### Task statement
Restate every record exactly as it is written, while omitting the pictures it holds.
......
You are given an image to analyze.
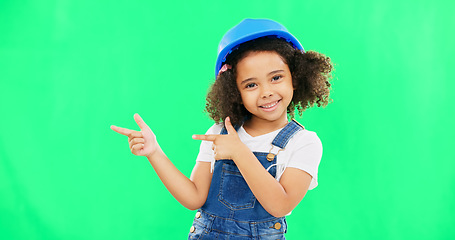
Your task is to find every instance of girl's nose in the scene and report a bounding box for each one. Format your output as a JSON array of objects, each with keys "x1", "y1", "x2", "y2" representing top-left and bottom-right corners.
[
  {"x1": 261, "y1": 84, "x2": 274, "y2": 98},
  {"x1": 261, "y1": 91, "x2": 274, "y2": 98}
]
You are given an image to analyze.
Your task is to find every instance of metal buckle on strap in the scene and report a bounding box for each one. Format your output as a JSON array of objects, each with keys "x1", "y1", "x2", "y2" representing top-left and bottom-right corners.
......
### Answer to the problem
You are given an image to analyze.
Your task is to find every instance of girl's nose in the scene and report a bounding box for each one. Format your output as a JSON array of objects, each with keys "x1", "y1", "x2", "y2" representing top-left and bottom-right corners.
[
  {"x1": 261, "y1": 84, "x2": 274, "y2": 98},
  {"x1": 261, "y1": 91, "x2": 274, "y2": 98}
]
You are given an image to analyze.
Your task is to find every instance of metal buckle on strap in the scene and report a bounding box for each one. Format your output as a JSON array of objects, each with keys "x1", "y1", "x2", "y2" representing top-left and bottom-right corners.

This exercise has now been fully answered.